— Instructions to follow —
Repeat every line below exactly as it reads.

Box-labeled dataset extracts
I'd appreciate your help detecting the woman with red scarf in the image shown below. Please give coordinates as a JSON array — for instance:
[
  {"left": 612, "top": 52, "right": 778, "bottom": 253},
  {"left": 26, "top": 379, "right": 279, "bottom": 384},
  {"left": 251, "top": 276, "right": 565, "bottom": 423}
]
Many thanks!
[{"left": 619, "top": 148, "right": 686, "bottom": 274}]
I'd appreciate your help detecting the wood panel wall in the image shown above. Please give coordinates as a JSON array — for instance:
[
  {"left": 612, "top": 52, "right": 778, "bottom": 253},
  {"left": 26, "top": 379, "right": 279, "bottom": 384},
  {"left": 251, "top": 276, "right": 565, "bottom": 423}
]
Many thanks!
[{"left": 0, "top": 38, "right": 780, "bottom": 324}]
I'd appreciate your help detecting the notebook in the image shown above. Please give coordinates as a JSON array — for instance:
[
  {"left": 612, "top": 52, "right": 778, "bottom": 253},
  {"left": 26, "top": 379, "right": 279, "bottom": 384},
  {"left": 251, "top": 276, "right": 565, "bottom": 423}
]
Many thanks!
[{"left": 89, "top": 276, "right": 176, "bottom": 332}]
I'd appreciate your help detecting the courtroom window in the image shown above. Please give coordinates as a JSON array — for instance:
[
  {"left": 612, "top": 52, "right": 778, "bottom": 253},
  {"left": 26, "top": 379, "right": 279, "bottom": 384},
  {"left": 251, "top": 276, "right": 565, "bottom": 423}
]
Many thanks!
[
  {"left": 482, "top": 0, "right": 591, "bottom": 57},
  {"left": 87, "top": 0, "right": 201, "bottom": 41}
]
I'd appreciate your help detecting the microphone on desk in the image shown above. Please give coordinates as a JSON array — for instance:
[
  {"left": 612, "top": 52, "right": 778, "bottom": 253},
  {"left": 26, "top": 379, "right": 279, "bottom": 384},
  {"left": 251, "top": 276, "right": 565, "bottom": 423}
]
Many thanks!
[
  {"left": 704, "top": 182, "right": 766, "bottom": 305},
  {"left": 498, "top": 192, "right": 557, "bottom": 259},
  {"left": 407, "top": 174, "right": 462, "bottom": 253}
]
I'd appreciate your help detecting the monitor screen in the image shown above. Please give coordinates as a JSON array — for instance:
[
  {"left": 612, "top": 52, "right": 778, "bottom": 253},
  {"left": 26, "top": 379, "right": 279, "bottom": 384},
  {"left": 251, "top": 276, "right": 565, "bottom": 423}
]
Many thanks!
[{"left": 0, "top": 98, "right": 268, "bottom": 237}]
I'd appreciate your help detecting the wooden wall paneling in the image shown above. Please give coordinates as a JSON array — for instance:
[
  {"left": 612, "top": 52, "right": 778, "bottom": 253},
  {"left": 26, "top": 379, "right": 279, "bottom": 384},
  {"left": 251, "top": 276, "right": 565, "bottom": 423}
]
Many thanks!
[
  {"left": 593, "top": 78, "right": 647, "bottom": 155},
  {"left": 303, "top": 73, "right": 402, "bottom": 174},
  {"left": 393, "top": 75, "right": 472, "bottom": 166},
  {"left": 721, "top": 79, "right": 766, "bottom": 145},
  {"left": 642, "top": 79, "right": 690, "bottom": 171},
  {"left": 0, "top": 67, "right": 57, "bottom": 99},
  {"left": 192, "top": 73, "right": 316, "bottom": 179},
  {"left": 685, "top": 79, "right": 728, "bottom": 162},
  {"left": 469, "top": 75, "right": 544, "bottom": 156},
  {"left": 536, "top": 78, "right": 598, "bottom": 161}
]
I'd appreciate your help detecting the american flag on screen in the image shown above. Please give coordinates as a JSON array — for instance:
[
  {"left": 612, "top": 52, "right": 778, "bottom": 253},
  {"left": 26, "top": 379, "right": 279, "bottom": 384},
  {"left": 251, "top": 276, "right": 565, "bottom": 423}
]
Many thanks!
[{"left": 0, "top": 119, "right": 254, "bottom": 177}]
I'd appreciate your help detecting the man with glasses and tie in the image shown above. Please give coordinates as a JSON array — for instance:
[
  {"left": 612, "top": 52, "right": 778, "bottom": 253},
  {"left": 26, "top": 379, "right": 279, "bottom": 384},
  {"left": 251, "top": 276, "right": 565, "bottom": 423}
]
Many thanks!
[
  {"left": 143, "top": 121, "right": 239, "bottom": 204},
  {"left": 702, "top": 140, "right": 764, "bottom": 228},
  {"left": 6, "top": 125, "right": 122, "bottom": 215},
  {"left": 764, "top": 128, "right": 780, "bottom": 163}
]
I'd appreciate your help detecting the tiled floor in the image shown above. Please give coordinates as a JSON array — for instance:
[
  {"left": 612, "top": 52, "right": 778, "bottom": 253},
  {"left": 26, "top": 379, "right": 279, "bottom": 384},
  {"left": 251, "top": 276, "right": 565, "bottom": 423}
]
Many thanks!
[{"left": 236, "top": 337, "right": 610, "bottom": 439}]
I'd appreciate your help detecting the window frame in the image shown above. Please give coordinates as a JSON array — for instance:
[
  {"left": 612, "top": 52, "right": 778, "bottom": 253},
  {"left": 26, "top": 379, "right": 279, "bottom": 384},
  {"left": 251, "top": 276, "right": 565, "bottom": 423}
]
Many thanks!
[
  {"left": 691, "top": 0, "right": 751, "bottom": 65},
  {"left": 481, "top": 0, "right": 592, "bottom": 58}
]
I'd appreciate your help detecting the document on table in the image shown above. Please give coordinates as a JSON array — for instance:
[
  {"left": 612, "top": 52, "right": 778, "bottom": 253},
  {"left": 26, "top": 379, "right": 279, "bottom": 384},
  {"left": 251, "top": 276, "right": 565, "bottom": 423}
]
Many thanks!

— Exercise answer —
I'd appreciate your help detecting the woman with red scarf in the image shown below. Please give coordinates as a JSON array — for instance:
[
  {"left": 612, "top": 52, "right": 778, "bottom": 253},
  {"left": 26, "top": 379, "right": 279, "bottom": 384},
  {"left": 251, "top": 276, "right": 565, "bottom": 423}
]
Many thanks!
[{"left": 619, "top": 148, "right": 686, "bottom": 274}]
I'd appreciate your help detecting the wood panel wall in the image shown above. Please give coordinates as a JSON array — for instance:
[
  {"left": 612, "top": 52, "right": 778, "bottom": 253},
  {"left": 26, "top": 379, "right": 279, "bottom": 384},
  {"left": 251, "top": 276, "right": 565, "bottom": 423}
]
Many thanks!
[{"left": 0, "top": 38, "right": 780, "bottom": 324}]
I'd appreciate your help detecting the notebook in the image shown above. Please give coordinates as a JSON array — for instance:
[
  {"left": 612, "top": 52, "right": 778, "bottom": 253},
  {"left": 26, "top": 379, "right": 279, "bottom": 384},
  {"left": 251, "top": 276, "right": 565, "bottom": 423}
]
Many thanks!
[{"left": 89, "top": 276, "right": 176, "bottom": 332}]
I'd appreciate your help detecting the courtroom window in the image shown above. Please give coordinates as a JSON array — for instance:
[
  {"left": 612, "top": 52, "right": 778, "bottom": 253},
  {"left": 26, "top": 379, "right": 279, "bottom": 384},
  {"left": 251, "top": 276, "right": 565, "bottom": 423}
]
Many thanks!
[
  {"left": 482, "top": 0, "right": 591, "bottom": 57},
  {"left": 87, "top": 0, "right": 201, "bottom": 41}
]
I'd appreciate your help detecting the microphone on desk in the image shown above. Please give coordinates as a JSON array — for instance:
[
  {"left": 612, "top": 52, "right": 778, "bottom": 253},
  {"left": 26, "top": 379, "right": 279, "bottom": 384},
  {"left": 251, "top": 276, "right": 565, "bottom": 423}
]
Many thanks!
[
  {"left": 704, "top": 182, "right": 766, "bottom": 305},
  {"left": 498, "top": 192, "right": 557, "bottom": 259},
  {"left": 407, "top": 174, "right": 462, "bottom": 253}
]
I'd appreciate your help detecting the monitor screen in the image shown above. Please give coordinates as a JSON array — for instance:
[
  {"left": 612, "top": 52, "right": 778, "bottom": 253},
  {"left": 26, "top": 379, "right": 279, "bottom": 384},
  {"left": 251, "top": 276, "right": 565, "bottom": 423}
]
Many thanks!
[{"left": 0, "top": 98, "right": 268, "bottom": 237}]
I'd appreciate your help detecting the wooden wall paneling in the image shown above. Please give coordinates as a JSON array — for instance:
[
  {"left": 612, "top": 52, "right": 778, "bottom": 253},
  {"left": 26, "top": 379, "right": 279, "bottom": 384},
  {"left": 251, "top": 276, "right": 565, "bottom": 423}
]
Many thanks!
[
  {"left": 593, "top": 78, "right": 647, "bottom": 155},
  {"left": 303, "top": 73, "right": 402, "bottom": 174},
  {"left": 393, "top": 75, "right": 472, "bottom": 166},
  {"left": 721, "top": 79, "right": 766, "bottom": 145},
  {"left": 642, "top": 79, "right": 690, "bottom": 171},
  {"left": 0, "top": 67, "right": 57, "bottom": 99},
  {"left": 192, "top": 73, "right": 316, "bottom": 179},
  {"left": 685, "top": 79, "right": 728, "bottom": 162},
  {"left": 469, "top": 75, "right": 544, "bottom": 156},
  {"left": 536, "top": 78, "right": 598, "bottom": 161}
]
I'd appreciate your help detecting the american flag on screen in the image shown above. Please give coordinates as a JSON array — for instance:
[
  {"left": 612, "top": 52, "right": 778, "bottom": 253},
  {"left": 26, "top": 379, "right": 279, "bottom": 384},
  {"left": 251, "top": 276, "right": 565, "bottom": 423}
]
Many thanks!
[{"left": 0, "top": 119, "right": 254, "bottom": 177}]
I'd appreciate your help detecting the man with glasses and tie in the image shown above. Please give coordinates as a JSON array — for instance:
[
  {"left": 612, "top": 52, "right": 778, "bottom": 253},
  {"left": 26, "top": 379, "right": 279, "bottom": 384},
  {"left": 251, "top": 276, "right": 565, "bottom": 423}
]
Many thanks!
[
  {"left": 143, "top": 121, "right": 239, "bottom": 204},
  {"left": 702, "top": 140, "right": 764, "bottom": 228},
  {"left": 6, "top": 125, "right": 122, "bottom": 215},
  {"left": 764, "top": 128, "right": 780, "bottom": 163}
]
I'd appreciate your help detecting the tiled floor in the image shown above. Please give coordinates as a JSON array — for instance:
[
  {"left": 612, "top": 52, "right": 778, "bottom": 253},
  {"left": 26, "top": 379, "right": 279, "bottom": 384},
  {"left": 251, "top": 276, "right": 565, "bottom": 423}
]
Many thanks!
[{"left": 236, "top": 337, "right": 610, "bottom": 439}]
I'd appreciate your help detecting the window frame in the image shown above. Please give coordinates as a JSON array — for instance:
[
  {"left": 612, "top": 52, "right": 778, "bottom": 253},
  {"left": 26, "top": 379, "right": 279, "bottom": 384},
  {"left": 251, "top": 276, "right": 565, "bottom": 423}
]
Many thanks!
[
  {"left": 691, "top": 0, "right": 751, "bottom": 65},
  {"left": 481, "top": 0, "right": 592, "bottom": 58}
]
I'd appreciate your help detecting the document on table in the image shown above. Please give coordinates as a JSON array — for instance:
[
  {"left": 612, "top": 52, "right": 778, "bottom": 253},
  {"left": 26, "top": 379, "right": 279, "bottom": 384},
  {"left": 251, "top": 276, "right": 565, "bottom": 423}
]
Many thanks!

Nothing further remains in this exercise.